- STATED EXERCISE -
Write out all entries word for word.

BEGIN DATASET ROWS

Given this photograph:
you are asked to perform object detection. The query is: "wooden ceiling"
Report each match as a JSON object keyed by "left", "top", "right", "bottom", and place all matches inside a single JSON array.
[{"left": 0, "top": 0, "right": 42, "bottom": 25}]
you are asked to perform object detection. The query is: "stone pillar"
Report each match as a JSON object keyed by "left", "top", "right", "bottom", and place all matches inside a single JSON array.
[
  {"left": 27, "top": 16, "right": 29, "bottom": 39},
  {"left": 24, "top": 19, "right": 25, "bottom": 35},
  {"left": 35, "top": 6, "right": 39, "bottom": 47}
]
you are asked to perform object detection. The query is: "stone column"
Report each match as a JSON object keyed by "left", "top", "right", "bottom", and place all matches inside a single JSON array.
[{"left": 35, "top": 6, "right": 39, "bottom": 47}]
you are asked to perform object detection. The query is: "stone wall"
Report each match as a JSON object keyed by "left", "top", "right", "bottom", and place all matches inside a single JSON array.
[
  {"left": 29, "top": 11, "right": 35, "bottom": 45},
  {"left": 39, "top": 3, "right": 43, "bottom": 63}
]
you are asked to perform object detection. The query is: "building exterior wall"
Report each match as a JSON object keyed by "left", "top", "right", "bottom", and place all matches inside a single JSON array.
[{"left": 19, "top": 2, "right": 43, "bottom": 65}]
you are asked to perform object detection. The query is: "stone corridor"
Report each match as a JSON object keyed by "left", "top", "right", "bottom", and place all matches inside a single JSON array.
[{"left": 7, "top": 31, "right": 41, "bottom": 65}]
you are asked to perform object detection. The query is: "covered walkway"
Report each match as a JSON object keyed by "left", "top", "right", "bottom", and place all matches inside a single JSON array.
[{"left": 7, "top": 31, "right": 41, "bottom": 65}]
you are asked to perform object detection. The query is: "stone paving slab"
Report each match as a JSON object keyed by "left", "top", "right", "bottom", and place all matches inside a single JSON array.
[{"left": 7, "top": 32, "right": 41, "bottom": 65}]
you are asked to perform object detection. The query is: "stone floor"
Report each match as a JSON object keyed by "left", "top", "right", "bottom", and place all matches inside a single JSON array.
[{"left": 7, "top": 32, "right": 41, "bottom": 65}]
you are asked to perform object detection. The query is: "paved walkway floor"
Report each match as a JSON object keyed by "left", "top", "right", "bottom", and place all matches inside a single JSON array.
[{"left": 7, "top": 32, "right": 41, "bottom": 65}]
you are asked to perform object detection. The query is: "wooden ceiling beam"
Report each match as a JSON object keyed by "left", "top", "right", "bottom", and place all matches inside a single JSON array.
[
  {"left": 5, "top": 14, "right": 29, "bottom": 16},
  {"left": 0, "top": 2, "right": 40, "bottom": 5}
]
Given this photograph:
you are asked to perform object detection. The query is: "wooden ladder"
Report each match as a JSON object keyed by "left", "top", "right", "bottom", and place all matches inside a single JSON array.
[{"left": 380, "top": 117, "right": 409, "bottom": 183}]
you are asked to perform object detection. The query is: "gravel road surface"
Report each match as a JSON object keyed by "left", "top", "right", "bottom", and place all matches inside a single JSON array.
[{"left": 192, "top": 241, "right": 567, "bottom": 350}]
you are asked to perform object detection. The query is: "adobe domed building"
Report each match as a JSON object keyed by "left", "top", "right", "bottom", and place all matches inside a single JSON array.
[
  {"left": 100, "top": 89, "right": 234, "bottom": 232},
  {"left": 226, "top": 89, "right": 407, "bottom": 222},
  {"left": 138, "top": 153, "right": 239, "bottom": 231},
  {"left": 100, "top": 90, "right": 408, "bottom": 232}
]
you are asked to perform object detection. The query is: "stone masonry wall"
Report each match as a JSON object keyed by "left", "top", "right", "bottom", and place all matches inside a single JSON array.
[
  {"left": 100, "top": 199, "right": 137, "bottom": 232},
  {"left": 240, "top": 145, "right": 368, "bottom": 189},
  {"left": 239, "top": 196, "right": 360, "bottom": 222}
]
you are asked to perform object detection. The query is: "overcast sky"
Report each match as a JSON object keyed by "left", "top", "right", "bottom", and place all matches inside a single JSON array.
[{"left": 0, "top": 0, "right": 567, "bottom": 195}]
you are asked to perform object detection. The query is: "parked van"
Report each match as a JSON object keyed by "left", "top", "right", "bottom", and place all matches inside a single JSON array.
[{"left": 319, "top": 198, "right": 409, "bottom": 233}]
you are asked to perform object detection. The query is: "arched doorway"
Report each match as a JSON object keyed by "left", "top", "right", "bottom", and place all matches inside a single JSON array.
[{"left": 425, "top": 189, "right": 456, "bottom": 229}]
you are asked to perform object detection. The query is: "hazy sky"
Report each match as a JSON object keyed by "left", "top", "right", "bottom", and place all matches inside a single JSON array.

END DATASET ROWS

- THE OUTPUT -
Given this photograph:
you are asked to perform object detection. The query is: "wooden ceiling"
Report each match as a JSON object keyed by "left", "top", "right", "bottom", and place all matches inside a single JSON array.
[{"left": 0, "top": 0, "right": 42, "bottom": 25}]
you are asked to perform object detection. The query is: "stone pillar"
Report each match as a JSON object keyed by "left", "top", "right", "bottom", and place all matches inside a single JSON array.
[
  {"left": 27, "top": 16, "right": 29, "bottom": 39},
  {"left": 24, "top": 19, "right": 25, "bottom": 35},
  {"left": 35, "top": 6, "right": 39, "bottom": 47}
]
you are asked to perform object detection. The query is: "stone column"
Report each match as a JSON object keyed by "left", "top", "right", "bottom", and place all matches inside a single JSON array.
[{"left": 35, "top": 6, "right": 39, "bottom": 47}]
you are asked to perform object detection. The query is: "stone wall"
Report each match as a JSON object keyed by "left", "top", "right", "bottom", and place all matches inside a single JSON array.
[
  {"left": 29, "top": 11, "right": 35, "bottom": 45},
  {"left": 39, "top": 3, "right": 43, "bottom": 63}
]
you are asked to perform object detection. The query is: "building exterior wall"
Report each match as a JSON object keyed by "left", "top", "right", "bottom", and place all matches inside a single JSON array.
[{"left": 19, "top": 2, "right": 43, "bottom": 65}]
you are asked to perform object detection. The query is: "stone corridor"
Report each match as a JSON object keyed by "left", "top", "right", "bottom", and place all matches inside a single JSON array.
[{"left": 7, "top": 31, "right": 41, "bottom": 65}]
you are asked to perform object detection. The query is: "covered walkway"
Report each match as a JSON object keyed by "left", "top", "right", "bottom", and place all matches inside a single JSON array.
[{"left": 7, "top": 31, "right": 41, "bottom": 65}]
you are asked to perform object detection. The query is: "stone paving slab"
Report each match as a JSON object keyed by "left", "top", "right", "bottom", and place all matches inside a single JSON array.
[{"left": 7, "top": 32, "right": 41, "bottom": 65}]
you are asked to perform object detection. The query is: "stone floor"
Report each match as a JSON object keyed by "left", "top", "right", "bottom", and place all matches inside a single JSON array.
[{"left": 7, "top": 32, "right": 41, "bottom": 65}]
you are asked to perform object detection. The query is: "paved walkway floor"
Report each match as a JSON object keyed by "left", "top", "right", "bottom", and place all matches inside a single JSON array.
[{"left": 7, "top": 32, "right": 41, "bottom": 65}]
you are asked to perform object detection. The query is: "wooden ceiling beam"
Report each match as a JSON object keyed by "left", "top", "right", "bottom", and place all matches inside a single JSON array.
[
  {"left": 5, "top": 14, "right": 29, "bottom": 16},
  {"left": 0, "top": 2, "right": 40, "bottom": 5}
]
Given this photograph:
you are asked to perform object detection. The query is: "wooden ladder"
Report each match as a JSON object keyed by "left", "top", "right", "bottom", and place all matches inside a single JSON array.
[{"left": 380, "top": 117, "right": 409, "bottom": 183}]
you are asked to perform object detection. The query is: "gravel road surface"
Report each match as a JSON object keyed by "left", "top", "right", "bottom", and place all matches inside a single JSON array.
[{"left": 192, "top": 241, "right": 567, "bottom": 350}]
you are asked to perform object detection. The query is: "adobe domed building"
Report each match as a JSON object keyed by "left", "top", "right", "bottom", and place all matches inside a single JSON array.
[
  {"left": 100, "top": 89, "right": 234, "bottom": 232},
  {"left": 226, "top": 89, "right": 407, "bottom": 222},
  {"left": 138, "top": 153, "right": 239, "bottom": 231},
  {"left": 100, "top": 90, "right": 408, "bottom": 232}
]
you are asked to perform object detection. The query is: "stone masonry wall"
Report each match as a JSON object keyed by "left", "top", "right", "bottom", and place all matches inside a single JSON array.
[
  {"left": 100, "top": 199, "right": 137, "bottom": 232},
  {"left": 240, "top": 145, "right": 368, "bottom": 189},
  {"left": 239, "top": 196, "right": 360, "bottom": 222}
]
you are asked to perform object detection. The query is: "overcast sky"
Report each match as a JSON object keyed by "left", "top", "right", "bottom", and place all matches inside a single JSON array.
[{"left": 0, "top": 0, "right": 567, "bottom": 195}]
you are asked to perform object detection. The query is: "parked van"
Report each match as a JSON object keyed by "left", "top", "right", "bottom", and place all matches inside a single JSON array.
[{"left": 319, "top": 198, "right": 409, "bottom": 233}]
you are asked to perform object detection. The query is: "arched doorway"
Report each match as a JSON object keyed by "left", "top", "right", "bottom", and place all matches inside a single JSON array.
[{"left": 425, "top": 189, "right": 456, "bottom": 229}]
you are asked to perform object detection. The query is: "hazy sky"
Report each match as a JSON object keyed by "left", "top", "right", "bottom", and place all matches inside a single JSON array.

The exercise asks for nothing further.